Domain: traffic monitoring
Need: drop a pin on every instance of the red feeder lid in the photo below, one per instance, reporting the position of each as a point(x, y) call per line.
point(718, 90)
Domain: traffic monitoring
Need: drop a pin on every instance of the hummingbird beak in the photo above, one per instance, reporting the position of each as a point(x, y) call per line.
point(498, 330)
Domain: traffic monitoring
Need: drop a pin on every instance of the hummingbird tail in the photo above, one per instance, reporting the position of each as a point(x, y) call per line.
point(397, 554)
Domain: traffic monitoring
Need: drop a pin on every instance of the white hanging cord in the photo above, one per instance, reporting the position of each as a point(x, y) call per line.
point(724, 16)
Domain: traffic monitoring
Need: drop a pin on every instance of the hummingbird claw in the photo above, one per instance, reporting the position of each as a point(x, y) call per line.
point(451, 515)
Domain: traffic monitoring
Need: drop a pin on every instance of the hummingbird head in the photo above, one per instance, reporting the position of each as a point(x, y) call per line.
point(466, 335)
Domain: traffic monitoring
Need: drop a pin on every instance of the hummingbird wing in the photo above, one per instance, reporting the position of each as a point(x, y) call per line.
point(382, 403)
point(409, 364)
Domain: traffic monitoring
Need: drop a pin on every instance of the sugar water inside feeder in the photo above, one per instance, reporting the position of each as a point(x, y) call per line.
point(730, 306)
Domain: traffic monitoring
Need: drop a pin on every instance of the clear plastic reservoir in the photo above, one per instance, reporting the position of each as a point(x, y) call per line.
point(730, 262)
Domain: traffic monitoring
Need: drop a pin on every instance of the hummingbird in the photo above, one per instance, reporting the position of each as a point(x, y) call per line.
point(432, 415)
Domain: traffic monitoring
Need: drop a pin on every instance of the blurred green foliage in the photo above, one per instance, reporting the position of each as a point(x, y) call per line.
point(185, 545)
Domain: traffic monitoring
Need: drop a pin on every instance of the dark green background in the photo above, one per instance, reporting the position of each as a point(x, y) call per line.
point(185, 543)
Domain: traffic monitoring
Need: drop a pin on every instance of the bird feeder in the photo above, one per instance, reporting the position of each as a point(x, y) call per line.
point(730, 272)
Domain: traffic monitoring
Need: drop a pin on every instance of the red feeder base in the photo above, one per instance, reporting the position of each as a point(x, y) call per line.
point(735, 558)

=== Exercise ===
Once you have read the entries, write them all out again exactly.

=== Response below ===
Domain: traffic monitoring
Need: drop a pin on every instance of the red feeder lid in the photo below, one per instance, reporting the position of each as a point(x, y) call per line.
point(718, 90)
Domain: traffic monitoring
Need: drop a pin on every instance of the hummingbird beak in the photo above, one per instance, reporting the position of each as a point(x, y) call per line.
point(498, 330)
Domain: traffic monitoring
Need: drop a pin on every instance of the hummingbird tail in the photo above, one per instance, reporting the position of each as a point(x, y) call per line.
point(397, 554)
Domain: traffic monitoring
Need: drop a pin on every instance of the white hanging cord in the photo above, one per instance, reporting the position of each as a point(x, y) call per line.
point(724, 16)
Domain: traffic monitoring
Need: drop a pin on every instance of the hummingbird claw in the photo above, one per instance, reporting the position of each as a point(x, y) call per line.
point(451, 515)
Domain: traffic monitoring
Need: drop a pin on every instance of the hummingbird head in the photo above, one per instance, reporting the position of each as a point(x, y) call per line.
point(466, 335)
Domain: traffic monitoring
Need: drop a pin on every instance of the hummingbird wing in the photo above, one per instance, reporting the position of each as a point(x, y) call per line.
point(382, 403)
point(409, 364)
Domain: traffic monitoring
Need: drop a pin on every instance of the sugar water inside feeder in the photo above, one per instance, reporting the position of each as a point(x, y) call per line.
point(730, 306)
Domain: traffic monitoring
Need: drop a pin on every instance of the clear plastic reservoir in the photo above, one per instance, reporting the position of each as a point(x, y) call per line.
point(730, 262)
Domain: traffic monitoring
Need: drop a pin on every instance of the hummingbird in the photo above, one per instance, reporting the position of each as a point(x, y) call per line.
point(432, 415)
Domain: traffic monitoring
Need: drop a pin on every instance of the blurred green foliage in the photo above, one per instance, reporting the position of each as a point(x, y) call per line.
point(185, 545)
Domain: traffic monitoring
Need: drop a pin on every instance of the dark green background in the photo above, one per instance, reporting the position of each as a point(x, y) call per line.
point(185, 543)
Domain: traffic monitoring
Need: drop a pin on every instance of the bird feeder in the photo above, one per instance, reporting the position of each as a point(x, y) call per line.
point(730, 272)
Domain: traffic monitoring
Need: drop a pin on every instance of the red feeder base in the photo above, one per instance, reporting the position of each as a point(x, y) call per line.
point(735, 558)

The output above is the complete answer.